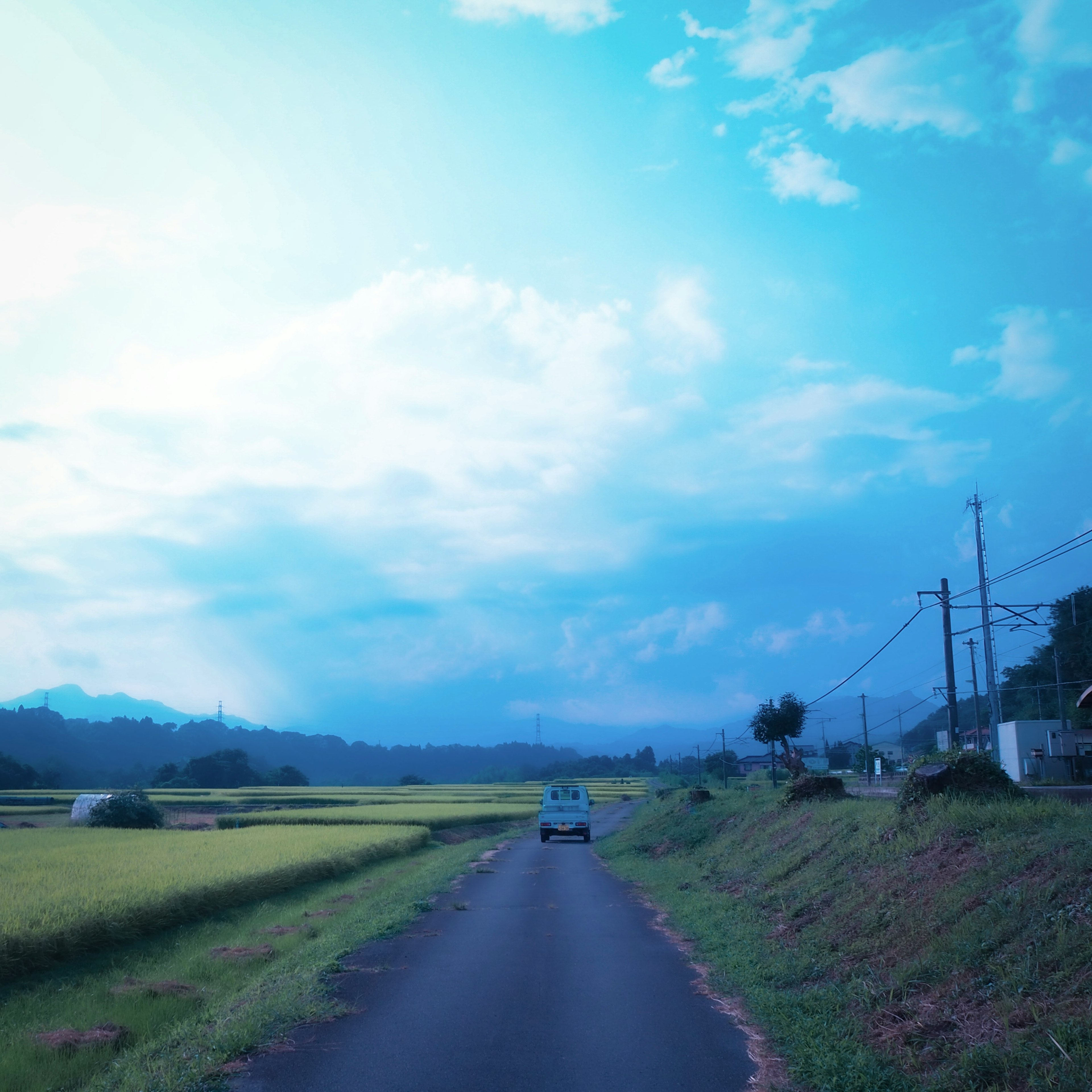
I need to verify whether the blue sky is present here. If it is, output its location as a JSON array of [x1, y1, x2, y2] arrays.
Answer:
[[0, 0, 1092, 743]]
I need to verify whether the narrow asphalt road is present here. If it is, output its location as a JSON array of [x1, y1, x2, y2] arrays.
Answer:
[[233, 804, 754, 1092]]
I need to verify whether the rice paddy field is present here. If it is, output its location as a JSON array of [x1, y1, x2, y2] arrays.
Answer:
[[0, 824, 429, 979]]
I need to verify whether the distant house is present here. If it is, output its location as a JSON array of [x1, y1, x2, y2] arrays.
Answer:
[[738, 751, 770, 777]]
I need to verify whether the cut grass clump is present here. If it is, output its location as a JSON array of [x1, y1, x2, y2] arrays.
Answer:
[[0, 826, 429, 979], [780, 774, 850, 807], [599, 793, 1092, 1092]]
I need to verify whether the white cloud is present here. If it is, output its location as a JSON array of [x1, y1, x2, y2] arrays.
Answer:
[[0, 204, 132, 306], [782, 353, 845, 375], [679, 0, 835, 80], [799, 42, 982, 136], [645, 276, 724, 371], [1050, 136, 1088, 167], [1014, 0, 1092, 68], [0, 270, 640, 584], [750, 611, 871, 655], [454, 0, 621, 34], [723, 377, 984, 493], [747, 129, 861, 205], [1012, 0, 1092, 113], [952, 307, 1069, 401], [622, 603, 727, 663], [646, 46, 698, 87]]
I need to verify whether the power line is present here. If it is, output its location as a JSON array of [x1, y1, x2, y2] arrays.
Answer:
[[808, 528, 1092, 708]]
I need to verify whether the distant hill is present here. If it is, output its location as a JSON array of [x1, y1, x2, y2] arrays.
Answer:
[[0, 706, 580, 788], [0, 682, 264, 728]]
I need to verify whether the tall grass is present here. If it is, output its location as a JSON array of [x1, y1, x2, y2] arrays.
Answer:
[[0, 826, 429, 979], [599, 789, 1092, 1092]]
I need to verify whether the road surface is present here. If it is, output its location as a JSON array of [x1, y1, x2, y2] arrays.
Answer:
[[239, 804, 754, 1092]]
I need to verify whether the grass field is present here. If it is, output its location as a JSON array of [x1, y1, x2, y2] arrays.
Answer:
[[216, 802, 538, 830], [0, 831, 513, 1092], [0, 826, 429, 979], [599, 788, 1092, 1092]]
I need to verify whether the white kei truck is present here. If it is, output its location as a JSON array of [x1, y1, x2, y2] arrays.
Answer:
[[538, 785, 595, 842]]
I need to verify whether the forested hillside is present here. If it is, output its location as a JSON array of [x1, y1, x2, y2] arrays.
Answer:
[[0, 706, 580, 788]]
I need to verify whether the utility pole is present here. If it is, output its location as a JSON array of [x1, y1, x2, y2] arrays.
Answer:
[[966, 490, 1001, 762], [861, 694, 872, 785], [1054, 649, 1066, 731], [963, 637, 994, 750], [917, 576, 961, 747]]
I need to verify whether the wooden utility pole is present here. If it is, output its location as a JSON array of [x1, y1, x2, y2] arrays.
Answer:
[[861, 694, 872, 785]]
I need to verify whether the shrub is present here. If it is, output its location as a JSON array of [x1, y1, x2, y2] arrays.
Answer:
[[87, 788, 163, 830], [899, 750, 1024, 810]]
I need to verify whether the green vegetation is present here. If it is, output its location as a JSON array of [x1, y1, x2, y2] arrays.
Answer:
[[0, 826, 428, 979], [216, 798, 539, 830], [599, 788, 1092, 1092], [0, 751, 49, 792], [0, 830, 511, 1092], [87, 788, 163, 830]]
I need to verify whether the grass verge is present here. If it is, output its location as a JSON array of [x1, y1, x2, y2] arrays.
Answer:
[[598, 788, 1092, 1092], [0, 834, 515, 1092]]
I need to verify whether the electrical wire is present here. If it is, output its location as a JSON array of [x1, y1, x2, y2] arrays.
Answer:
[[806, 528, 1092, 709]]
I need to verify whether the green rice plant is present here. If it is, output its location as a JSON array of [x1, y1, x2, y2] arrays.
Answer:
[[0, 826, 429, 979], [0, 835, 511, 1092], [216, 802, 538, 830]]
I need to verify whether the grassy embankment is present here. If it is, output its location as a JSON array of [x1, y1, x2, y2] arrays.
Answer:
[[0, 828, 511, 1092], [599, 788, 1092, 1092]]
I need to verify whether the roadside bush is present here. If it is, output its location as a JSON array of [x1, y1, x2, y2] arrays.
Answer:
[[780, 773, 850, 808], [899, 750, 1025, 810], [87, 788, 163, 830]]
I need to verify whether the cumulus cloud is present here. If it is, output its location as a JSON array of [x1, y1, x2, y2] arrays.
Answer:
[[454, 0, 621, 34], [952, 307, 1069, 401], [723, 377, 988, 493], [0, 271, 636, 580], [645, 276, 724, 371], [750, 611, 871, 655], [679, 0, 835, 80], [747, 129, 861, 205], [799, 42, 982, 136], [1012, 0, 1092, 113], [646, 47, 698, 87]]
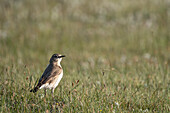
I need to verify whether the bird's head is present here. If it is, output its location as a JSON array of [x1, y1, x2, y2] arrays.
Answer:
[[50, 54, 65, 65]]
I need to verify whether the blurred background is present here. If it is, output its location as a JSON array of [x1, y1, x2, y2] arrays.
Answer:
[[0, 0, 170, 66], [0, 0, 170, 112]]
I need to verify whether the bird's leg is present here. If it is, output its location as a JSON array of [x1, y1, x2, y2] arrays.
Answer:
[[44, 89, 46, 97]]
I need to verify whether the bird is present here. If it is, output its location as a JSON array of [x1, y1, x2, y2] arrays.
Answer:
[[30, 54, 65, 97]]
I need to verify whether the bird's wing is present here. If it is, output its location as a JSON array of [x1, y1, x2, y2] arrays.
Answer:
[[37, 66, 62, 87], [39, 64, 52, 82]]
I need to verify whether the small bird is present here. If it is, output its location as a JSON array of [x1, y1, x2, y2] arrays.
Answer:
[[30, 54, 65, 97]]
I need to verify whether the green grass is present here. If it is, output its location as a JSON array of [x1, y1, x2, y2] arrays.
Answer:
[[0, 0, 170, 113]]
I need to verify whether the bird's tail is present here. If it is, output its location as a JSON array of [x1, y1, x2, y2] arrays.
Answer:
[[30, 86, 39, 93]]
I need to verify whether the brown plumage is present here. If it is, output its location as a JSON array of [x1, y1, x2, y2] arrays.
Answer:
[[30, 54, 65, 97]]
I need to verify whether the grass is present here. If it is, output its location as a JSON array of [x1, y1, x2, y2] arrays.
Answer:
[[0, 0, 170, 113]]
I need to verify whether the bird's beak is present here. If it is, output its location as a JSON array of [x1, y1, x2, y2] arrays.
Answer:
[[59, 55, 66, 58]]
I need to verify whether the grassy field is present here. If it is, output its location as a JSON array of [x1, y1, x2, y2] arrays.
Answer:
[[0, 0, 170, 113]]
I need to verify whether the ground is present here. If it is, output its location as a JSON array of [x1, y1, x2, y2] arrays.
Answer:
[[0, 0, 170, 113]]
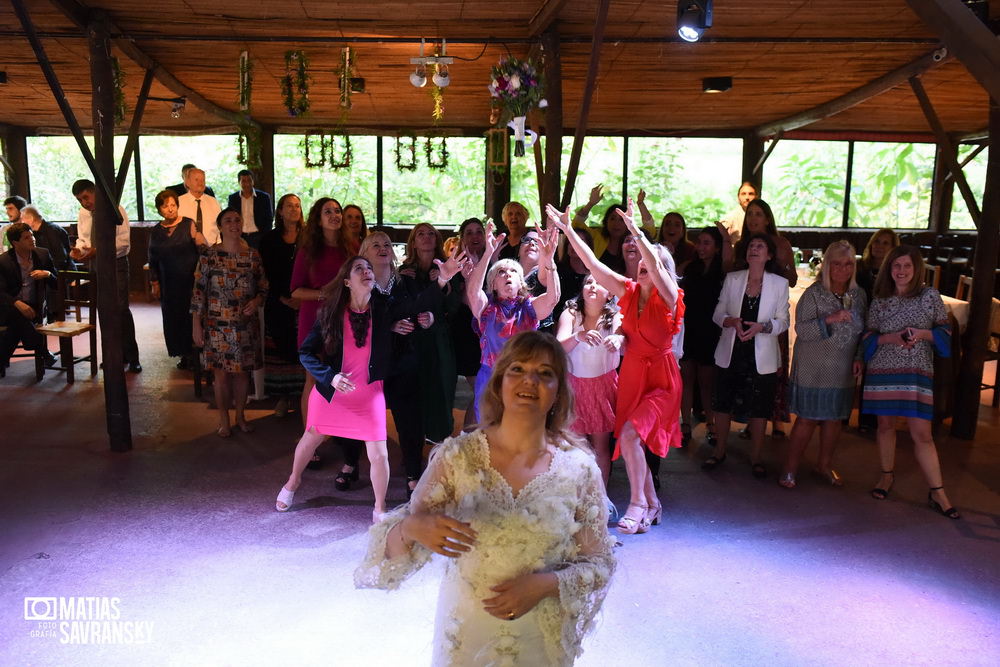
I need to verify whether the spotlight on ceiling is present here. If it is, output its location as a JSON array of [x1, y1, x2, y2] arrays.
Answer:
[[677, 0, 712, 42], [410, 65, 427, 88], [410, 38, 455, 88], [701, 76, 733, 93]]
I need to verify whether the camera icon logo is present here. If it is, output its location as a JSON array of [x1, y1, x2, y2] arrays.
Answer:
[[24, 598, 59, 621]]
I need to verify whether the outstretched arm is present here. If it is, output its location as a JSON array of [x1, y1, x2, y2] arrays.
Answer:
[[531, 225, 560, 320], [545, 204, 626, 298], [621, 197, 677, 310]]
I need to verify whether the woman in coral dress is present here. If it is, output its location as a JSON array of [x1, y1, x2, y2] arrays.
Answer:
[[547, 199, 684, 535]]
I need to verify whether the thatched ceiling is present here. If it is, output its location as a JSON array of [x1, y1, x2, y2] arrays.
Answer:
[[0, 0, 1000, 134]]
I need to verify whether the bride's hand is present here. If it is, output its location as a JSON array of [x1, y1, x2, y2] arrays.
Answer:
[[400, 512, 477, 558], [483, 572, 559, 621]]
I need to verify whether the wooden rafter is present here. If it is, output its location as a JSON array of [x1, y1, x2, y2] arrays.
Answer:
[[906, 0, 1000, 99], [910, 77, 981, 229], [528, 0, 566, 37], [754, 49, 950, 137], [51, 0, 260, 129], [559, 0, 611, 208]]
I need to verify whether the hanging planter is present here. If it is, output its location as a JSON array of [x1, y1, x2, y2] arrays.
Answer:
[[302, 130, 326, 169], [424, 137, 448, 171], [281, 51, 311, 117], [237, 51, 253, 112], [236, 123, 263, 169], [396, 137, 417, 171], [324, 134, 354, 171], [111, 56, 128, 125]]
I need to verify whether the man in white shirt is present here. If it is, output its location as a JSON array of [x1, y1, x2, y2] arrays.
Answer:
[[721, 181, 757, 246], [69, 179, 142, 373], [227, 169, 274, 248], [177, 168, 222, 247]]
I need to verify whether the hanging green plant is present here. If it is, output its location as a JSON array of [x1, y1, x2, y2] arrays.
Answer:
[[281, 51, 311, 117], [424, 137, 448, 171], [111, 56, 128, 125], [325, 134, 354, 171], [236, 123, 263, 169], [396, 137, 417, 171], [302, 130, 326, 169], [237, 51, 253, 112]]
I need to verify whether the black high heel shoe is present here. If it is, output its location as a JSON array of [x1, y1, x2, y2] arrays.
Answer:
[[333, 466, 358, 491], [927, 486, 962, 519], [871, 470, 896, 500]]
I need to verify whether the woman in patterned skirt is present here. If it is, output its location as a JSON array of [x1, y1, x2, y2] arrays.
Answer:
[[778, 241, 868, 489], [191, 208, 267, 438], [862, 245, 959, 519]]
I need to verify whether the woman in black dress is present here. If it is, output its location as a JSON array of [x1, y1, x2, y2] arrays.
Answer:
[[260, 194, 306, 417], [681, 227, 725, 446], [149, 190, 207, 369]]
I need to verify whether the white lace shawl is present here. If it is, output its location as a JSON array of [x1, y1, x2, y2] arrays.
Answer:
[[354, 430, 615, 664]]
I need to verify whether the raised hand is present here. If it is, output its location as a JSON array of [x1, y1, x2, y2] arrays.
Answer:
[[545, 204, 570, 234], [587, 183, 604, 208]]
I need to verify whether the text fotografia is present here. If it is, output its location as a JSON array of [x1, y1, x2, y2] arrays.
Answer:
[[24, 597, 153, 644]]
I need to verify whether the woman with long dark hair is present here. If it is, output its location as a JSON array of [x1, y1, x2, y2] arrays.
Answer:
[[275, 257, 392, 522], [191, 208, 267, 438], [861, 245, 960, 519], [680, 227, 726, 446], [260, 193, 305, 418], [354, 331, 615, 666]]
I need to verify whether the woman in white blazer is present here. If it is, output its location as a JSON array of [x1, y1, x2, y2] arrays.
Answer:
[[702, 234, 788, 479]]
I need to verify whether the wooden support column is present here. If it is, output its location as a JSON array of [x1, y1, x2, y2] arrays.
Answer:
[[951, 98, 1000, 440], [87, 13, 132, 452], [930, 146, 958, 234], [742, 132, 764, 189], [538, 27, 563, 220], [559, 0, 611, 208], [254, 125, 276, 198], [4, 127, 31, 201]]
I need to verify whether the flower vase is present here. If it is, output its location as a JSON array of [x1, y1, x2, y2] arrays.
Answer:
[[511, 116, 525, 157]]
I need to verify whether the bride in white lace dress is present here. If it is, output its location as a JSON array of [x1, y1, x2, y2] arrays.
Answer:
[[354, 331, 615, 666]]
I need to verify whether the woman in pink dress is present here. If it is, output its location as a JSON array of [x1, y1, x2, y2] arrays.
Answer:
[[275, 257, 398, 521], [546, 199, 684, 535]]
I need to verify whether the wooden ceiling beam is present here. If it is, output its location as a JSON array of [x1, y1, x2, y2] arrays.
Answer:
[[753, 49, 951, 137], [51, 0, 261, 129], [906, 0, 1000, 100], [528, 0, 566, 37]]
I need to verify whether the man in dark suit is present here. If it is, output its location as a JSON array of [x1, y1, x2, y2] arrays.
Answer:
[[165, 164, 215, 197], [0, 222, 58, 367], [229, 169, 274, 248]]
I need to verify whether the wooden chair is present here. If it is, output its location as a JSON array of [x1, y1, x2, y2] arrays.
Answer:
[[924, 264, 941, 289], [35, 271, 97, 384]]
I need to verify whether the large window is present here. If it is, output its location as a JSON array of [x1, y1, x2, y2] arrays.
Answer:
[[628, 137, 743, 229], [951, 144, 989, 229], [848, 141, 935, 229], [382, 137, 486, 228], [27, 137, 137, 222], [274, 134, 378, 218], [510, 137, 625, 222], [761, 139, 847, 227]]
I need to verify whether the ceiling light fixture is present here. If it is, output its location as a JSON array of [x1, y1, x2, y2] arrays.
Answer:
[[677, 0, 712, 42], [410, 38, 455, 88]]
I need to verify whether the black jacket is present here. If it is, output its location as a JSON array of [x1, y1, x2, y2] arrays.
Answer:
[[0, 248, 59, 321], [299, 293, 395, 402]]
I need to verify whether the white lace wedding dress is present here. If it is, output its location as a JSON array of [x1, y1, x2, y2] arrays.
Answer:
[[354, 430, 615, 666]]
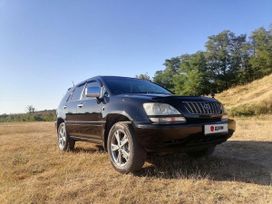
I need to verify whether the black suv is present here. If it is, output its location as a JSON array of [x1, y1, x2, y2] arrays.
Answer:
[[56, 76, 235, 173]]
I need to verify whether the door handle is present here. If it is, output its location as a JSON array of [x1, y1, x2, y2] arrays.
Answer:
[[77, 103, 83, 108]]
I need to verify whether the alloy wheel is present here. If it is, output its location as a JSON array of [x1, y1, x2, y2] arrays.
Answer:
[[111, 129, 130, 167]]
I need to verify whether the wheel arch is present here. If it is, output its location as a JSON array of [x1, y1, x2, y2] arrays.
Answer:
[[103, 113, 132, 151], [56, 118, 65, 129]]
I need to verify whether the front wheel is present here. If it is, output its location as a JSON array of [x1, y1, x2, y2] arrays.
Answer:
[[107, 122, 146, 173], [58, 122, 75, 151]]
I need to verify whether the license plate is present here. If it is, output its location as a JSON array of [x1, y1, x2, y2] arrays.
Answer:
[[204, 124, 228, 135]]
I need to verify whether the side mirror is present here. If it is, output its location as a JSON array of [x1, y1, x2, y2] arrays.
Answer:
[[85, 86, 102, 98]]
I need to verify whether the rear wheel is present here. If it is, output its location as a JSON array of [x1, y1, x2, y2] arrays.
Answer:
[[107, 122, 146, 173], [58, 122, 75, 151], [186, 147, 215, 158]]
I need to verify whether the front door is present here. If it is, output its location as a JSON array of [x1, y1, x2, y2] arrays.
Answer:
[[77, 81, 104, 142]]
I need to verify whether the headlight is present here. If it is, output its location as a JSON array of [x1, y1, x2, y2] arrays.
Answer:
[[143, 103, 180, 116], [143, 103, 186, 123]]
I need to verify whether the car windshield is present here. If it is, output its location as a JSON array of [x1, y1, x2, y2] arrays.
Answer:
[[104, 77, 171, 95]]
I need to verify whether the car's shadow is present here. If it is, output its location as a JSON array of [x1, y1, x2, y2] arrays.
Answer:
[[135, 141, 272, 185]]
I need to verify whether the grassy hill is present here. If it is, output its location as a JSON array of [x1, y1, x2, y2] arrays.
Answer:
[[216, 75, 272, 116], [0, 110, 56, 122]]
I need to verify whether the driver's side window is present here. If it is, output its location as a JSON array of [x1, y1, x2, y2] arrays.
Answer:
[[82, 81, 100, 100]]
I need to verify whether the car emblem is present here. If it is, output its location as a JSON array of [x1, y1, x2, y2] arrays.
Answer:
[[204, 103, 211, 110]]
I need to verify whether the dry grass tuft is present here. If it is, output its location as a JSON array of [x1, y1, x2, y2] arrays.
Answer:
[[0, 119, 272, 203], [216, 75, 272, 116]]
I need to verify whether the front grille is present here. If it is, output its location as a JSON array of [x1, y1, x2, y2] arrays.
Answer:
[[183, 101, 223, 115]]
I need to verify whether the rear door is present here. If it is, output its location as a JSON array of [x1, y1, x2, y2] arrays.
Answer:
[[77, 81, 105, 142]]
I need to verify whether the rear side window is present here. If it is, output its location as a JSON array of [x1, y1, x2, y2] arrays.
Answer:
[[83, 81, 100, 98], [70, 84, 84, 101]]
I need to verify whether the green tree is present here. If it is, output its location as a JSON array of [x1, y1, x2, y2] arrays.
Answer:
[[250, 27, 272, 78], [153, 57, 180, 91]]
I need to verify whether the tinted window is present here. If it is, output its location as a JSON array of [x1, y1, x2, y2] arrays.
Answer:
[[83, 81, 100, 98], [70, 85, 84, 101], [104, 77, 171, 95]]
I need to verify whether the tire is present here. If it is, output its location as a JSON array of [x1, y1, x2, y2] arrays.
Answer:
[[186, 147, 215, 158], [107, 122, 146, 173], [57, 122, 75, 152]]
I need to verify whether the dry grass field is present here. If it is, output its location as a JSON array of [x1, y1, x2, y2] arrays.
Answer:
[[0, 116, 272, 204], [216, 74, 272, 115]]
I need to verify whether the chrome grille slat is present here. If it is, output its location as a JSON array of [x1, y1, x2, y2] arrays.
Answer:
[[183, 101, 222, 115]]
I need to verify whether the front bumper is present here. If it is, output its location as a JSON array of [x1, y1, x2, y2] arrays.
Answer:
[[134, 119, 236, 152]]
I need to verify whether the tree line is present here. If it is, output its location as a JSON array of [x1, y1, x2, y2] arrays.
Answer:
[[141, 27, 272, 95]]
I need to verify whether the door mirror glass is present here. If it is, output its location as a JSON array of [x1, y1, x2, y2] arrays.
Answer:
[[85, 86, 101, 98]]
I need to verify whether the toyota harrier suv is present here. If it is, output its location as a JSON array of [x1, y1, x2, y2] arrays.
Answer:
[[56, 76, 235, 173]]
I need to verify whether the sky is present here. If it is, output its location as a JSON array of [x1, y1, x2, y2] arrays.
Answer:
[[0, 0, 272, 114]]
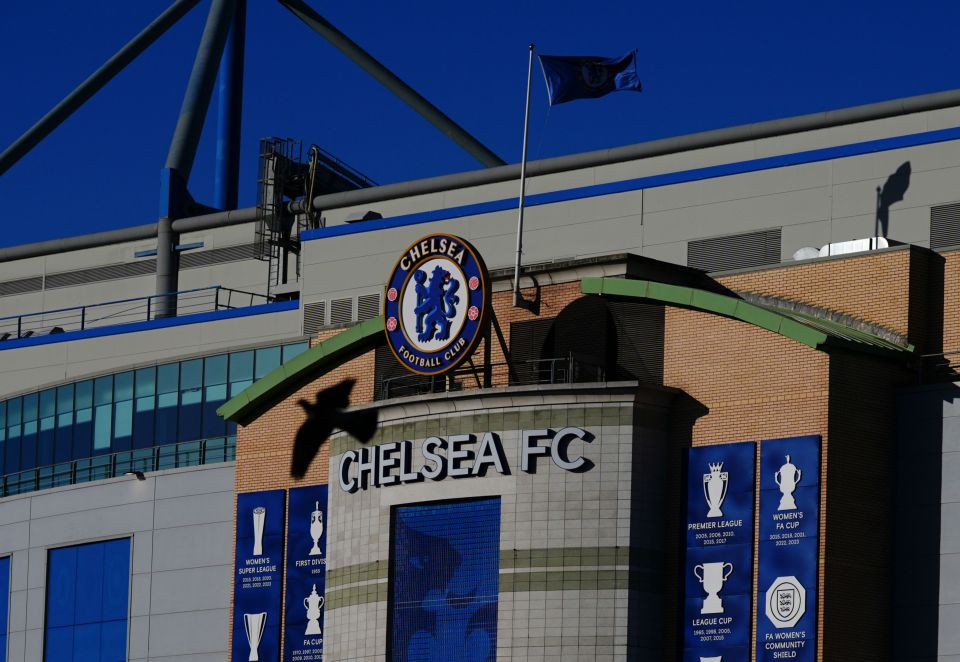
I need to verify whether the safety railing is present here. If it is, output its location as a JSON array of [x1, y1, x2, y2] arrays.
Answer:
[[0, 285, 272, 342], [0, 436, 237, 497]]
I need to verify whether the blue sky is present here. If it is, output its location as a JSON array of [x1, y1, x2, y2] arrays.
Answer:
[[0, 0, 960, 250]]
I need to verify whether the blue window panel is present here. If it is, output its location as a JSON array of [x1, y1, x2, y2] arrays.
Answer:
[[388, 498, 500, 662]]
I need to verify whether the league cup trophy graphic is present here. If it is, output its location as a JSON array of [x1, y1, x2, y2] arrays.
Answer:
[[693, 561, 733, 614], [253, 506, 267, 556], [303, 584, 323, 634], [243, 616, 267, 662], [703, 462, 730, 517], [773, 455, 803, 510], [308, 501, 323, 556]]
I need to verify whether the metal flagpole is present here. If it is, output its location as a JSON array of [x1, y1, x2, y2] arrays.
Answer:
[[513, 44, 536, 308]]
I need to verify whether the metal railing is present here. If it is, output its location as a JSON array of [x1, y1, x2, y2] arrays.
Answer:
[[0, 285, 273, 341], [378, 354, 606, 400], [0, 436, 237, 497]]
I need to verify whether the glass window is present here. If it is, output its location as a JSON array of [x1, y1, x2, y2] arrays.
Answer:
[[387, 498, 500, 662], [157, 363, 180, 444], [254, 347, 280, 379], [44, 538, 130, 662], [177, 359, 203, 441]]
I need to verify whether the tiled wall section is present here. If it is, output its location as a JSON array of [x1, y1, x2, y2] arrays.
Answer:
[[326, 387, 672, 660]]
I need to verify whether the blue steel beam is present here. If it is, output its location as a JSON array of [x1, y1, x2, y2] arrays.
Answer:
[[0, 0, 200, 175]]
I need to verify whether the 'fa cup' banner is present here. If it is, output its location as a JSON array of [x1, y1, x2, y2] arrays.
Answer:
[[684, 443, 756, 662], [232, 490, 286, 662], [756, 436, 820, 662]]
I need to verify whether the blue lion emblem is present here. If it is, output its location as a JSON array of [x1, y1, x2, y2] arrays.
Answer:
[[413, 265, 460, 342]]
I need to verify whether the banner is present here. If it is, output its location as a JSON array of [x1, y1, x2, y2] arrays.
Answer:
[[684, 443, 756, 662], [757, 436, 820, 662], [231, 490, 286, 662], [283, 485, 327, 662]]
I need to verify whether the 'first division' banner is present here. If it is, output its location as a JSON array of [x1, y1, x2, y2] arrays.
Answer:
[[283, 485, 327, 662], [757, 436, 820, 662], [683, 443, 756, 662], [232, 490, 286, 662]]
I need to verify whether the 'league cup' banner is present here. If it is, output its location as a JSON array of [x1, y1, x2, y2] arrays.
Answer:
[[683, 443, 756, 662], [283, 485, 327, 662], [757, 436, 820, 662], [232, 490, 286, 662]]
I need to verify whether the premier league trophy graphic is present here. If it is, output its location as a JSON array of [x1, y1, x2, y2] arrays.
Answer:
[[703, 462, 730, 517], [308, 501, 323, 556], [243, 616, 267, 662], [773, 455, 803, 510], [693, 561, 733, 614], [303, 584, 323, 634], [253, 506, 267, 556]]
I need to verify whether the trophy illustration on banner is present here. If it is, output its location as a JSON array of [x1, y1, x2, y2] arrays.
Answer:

| Written task |
Starting with the first line of the items and going on through the line containing "793, 1092, 1092]]", rewrite those lines with the requests included. Multiply every bounding box coordinate in the answers by 1.45 and round to whole numbers, with halves rounded up. Leave the pictures out of your answer.

| Reply |
I need to verify whether the blue sky is present here. If it is, output its location as a JSON array of [x1, y1, x2, y2] arrays.
Answer:
[[0, 0, 1583, 1077]]
I need to verify whether the narrow asphalt road is present here. If it is, output its location as a JSON array of [x1, y1, x2, y2] arrays.
Answer:
[[338, 1166, 1093, 1583]]
I need to verify whether the rice paddy field is present here. If it is, output its location as a JSON array of [x1, y1, x2, y2] arrays.
Answer:
[[0, 1195, 622, 1420]]
I need to verify whether the distant house is present here. If it is, output its location as a JSON array of [x1, y1, x2, y2] arrays.
Answer:
[[1070, 1089, 1117, 1127]]
I need to verify whether the cut grass clump is present here. If it is, output its location as a JSON array of [x1, y1, x2, y2] arrays.
Answer:
[[0, 1198, 622, 1420], [1131, 1122, 1233, 1170], [869, 1150, 1583, 1583]]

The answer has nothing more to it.